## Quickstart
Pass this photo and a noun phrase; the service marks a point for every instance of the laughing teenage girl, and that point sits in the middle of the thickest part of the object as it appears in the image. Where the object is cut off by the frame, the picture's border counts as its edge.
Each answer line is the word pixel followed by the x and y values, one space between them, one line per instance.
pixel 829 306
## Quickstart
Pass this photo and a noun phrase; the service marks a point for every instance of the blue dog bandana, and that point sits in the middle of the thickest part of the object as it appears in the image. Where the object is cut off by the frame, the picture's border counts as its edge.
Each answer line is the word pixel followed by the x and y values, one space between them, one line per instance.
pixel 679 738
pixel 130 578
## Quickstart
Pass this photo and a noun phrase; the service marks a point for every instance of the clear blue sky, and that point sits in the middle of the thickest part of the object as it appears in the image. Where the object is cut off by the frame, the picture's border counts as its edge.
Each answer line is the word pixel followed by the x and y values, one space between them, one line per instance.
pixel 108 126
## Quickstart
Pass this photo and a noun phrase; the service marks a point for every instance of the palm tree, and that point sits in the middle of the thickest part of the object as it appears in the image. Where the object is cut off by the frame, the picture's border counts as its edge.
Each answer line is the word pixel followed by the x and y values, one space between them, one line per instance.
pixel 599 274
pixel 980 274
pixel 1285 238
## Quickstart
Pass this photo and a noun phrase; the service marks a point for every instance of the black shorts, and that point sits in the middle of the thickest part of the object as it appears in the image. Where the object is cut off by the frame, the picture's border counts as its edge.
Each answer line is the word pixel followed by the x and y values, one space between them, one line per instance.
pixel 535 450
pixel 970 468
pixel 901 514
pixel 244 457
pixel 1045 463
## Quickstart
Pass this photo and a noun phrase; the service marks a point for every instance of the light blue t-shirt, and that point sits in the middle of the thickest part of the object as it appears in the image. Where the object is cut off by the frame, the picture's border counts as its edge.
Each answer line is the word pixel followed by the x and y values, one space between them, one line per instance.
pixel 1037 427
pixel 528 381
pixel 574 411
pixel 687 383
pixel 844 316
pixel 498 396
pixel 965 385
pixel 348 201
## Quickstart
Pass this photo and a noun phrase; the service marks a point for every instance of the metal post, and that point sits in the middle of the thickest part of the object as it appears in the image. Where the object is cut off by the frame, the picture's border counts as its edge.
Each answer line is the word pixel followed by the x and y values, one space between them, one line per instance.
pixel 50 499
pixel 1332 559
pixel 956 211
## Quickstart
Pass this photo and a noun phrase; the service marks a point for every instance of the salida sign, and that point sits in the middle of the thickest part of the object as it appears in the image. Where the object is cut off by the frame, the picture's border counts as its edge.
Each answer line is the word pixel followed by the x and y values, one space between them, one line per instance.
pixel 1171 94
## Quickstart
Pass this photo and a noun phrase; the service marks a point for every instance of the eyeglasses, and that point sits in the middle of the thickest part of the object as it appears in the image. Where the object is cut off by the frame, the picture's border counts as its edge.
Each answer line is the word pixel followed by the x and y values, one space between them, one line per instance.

================================

Your goal: Reproduce the data in full, exactly as presented.

Correct output:
## Quickstart
Pass this photo and a noun phrase; the service marks a point for every instance of the laughing teenage girl, and that point sits in the middle of the thickest part of the object as it appears in the image. Where the object is cut off by the frame, the picture's border counts as its edge.
Each answer line is the word pixel followed by the x and y values, one space between them, one line per instance.
pixel 829 306
## Quickstart
Pass this photo and a noun phrase; the service marks a point for every instance of the blue dog bandana, and that point sits in the middle of the thickest part of the object as it appears in the image. Where the object is cut off by the frame, the picture's border counts as its edge.
Each answer line is the word pixel followed by the x and y values, one space between them, one line per instance.
pixel 679 738
pixel 130 578
## Quickstart
Pass this photo and a noun phrase; the service marks a point for every instance of the clear blue sky, and that point sits in the middle of the thickest part of the object as it appears in the image. Where the object is cut off by the frame, the picture's border counts as its edge.
Each answer line is the word pixel followed by the x and y values, one space between them, one line per instance.
pixel 108 126
## Quickstart
Pass this photo and a noun phrase; the service marks a point for every instance of the palm tree, and that point sits in the middle of the thickest part of the object as it appears in the image. Where the object is cut off by the frame, the picture's border counts as its edge.
Each answer line is the word pixel followed by the x and y values, one space between them, one line per instance.
pixel 599 274
pixel 980 274
pixel 1285 238
## Quickstart
Pass this photo and a noun phrase; the service marks a point for every instance of the black shorts, and that point sits in the middle of the thickest part of the object as it appears in the image. Where the object is cut off by the frame, the picture's border counts as its edge.
Each answer line is the word pixel followed by the x and y values, one space between them, one line per instance.
pixel 535 450
pixel 970 468
pixel 901 514
pixel 244 457
pixel 1045 463
## Quickstart
Pass this photo and a noun phrase; the service marks a point for every instance of the light blue t-shirt, and that point sits in the middle of the thickest part of the object as it appears in the image. Where the object is cut off by the frame, the picture's border counts as its edge.
Each answer line is the word pixel followed by the x and y values, one space between them, one line per instance.
pixel 1037 427
pixel 528 381
pixel 574 411
pixel 687 383
pixel 844 316
pixel 498 396
pixel 965 385
pixel 348 201
## Quickstart
Pass this photo and a noun phrase; the service marks a point for every instance of the metal post, and that point sits in the middle of the thickest part of the object as it appears in the image. Where the object is cut off by the frame, the picture's border counts as its edge.
Each answer line is the word pixel followed by the x and y values, one space between them, one line per instance.
pixel 50 499
pixel 1332 559
pixel 956 211
## Quickstart
Pass this photo and a noun phrase; the service marks a point for every instance of the salida sign, and that point sits in the middle of the thickest part of the object as it appears in the image. Where the object is cut off by the frame, the picture's border counts as its edge.
Each answer line is the word pixel followed by the x and y values, one space between them, one line per instance.
pixel 1171 94
## Quickstart
Pass this photo and a noun phrase; the service marks a point for every instance of the eyeglasses, and that point sits in the middle of the thickest part of the object as it appears in the image. Where the object is cut off by the frame, the picture's border counts as its edge.
Each answer line is the word pixel followed by the x and y values, one space between them, one line per instance.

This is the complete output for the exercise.